> WHAT THIS TASK INVOLVES:
Only the run of lines from the one containing "Task: for the greenhouse-bench survey, tag the reflection" through the last line should be returned, exactly as written.

Stored data entries:
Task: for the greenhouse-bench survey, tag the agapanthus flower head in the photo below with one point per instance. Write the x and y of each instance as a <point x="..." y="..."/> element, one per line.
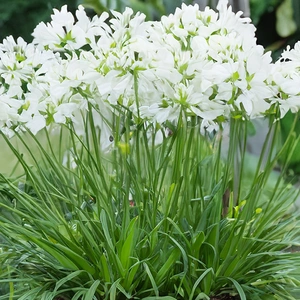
<point x="195" y="63"/>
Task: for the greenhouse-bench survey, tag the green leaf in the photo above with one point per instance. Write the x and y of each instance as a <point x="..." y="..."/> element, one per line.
<point x="128" y="245"/>
<point x="92" y="290"/>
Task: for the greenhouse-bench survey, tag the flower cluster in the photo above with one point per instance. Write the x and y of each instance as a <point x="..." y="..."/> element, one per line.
<point x="202" y="63"/>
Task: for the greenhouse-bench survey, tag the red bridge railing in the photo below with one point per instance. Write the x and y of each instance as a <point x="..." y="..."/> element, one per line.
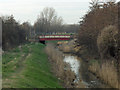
<point x="54" y="37"/>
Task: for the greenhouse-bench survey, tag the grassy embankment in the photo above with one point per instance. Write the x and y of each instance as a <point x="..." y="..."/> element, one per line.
<point x="27" y="67"/>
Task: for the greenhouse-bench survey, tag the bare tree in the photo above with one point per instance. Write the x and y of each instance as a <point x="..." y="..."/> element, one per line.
<point x="48" y="21"/>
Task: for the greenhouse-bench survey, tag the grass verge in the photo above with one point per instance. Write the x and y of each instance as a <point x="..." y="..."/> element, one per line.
<point x="28" y="67"/>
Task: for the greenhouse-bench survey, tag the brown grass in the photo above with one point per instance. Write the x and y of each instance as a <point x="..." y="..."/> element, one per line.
<point x="107" y="72"/>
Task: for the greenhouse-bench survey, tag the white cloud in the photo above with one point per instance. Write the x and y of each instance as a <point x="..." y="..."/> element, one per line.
<point x="70" y="10"/>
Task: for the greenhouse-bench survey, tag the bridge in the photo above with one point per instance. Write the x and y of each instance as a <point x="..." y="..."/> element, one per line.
<point x="44" y="38"/>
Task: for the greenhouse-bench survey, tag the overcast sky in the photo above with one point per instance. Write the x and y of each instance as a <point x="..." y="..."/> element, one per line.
<point x="27" y="10"/>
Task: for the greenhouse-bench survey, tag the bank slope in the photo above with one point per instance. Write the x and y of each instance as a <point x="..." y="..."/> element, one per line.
<point x="28" y="67"/>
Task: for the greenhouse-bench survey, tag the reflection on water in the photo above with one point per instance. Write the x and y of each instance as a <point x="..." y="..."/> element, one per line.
<point x="74" y="64"/>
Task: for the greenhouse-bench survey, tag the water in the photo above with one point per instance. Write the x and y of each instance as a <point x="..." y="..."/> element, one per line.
<point x="74" y="64"/>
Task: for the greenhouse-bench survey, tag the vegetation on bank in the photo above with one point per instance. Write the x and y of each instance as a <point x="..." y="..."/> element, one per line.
<point x="99" y="36"/>
<point x="27" y="66"/>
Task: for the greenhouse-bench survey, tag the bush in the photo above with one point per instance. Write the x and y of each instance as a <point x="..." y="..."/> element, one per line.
<point x="107" y="42"/>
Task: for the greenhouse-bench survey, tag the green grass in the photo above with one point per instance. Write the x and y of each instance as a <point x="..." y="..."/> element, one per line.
<point x="32" y="70"/>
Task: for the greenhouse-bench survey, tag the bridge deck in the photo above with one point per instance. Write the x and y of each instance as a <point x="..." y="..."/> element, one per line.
<point x="54" y="37"/>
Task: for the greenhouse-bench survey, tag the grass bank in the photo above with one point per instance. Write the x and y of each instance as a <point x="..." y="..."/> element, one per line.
<point x="27" y="67"/>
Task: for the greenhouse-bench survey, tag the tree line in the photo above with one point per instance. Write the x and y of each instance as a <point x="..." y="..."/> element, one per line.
<point x="48" y="22"/>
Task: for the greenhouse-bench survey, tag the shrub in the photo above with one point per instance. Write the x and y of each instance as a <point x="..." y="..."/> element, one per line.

> THE RESPONSE:
Task: for the greenhouse-bench survey, tag the reflection on water in the photo above with one point per instance. Write the x and y of each instance as a <point x="..." y="..."/> element, one per line.
<point x="74" y="64"/>
Task: for the greenhouse-bench survey, tag the water in the photo above with one point per instance. Write the x and y of each instance as a <point x="..." y="..."/> element, one per line.
<point x="74" y="64"/>
Task: for the greenhouse-bench survey, tag the vegetation on bank in the photo above with one point per instance. Write the x and y of each instance as a <point x="..." y="..."/> element, one per line.
<point x="99" y="36"/>
<point x="27" y="66"/>
Task: for the greenhouse-bench survey, tag the bush in the photo above with one point per instance. Write the x and y of each instance as a <point x="..." y="..."/> element, one per line.
<point x="107" y="42"/>
Task: for the greenhouse-bench survey, tag the green grass in the photo above with one point per instance. Write the x and y of each instance as a <point x="..." y="..."/> element, one per line.
<point x="32" y="70"/>
Task: for the greenhouse-bench survey, tag the bridge deck in the photo above with one point per instance. Write the x and y of each instance as a <point x="..." y="..."/> element, one per line.
<point x="54" y="37"/>
Task: for the greenhouse-bench survey, tag the grass bank in the photo above with one point per instance. Write the x and y of each instance as a <point x="..." y="..."/> element, one per line.
<point x="27" y="67"/>
Task: for the greenhouse-bench survey, tag the tree line in the photo above with one point per instance. Write the x and y of each instance as a <point x="..." y="..."/> element, one per line.
<point x="48" y="22"/>
Task: for the greenhouse-bench survey, tag the shrub in the photo above with one point per instance. Write the x and y of each instance as a <point x="..." y="..."/> element, one per line.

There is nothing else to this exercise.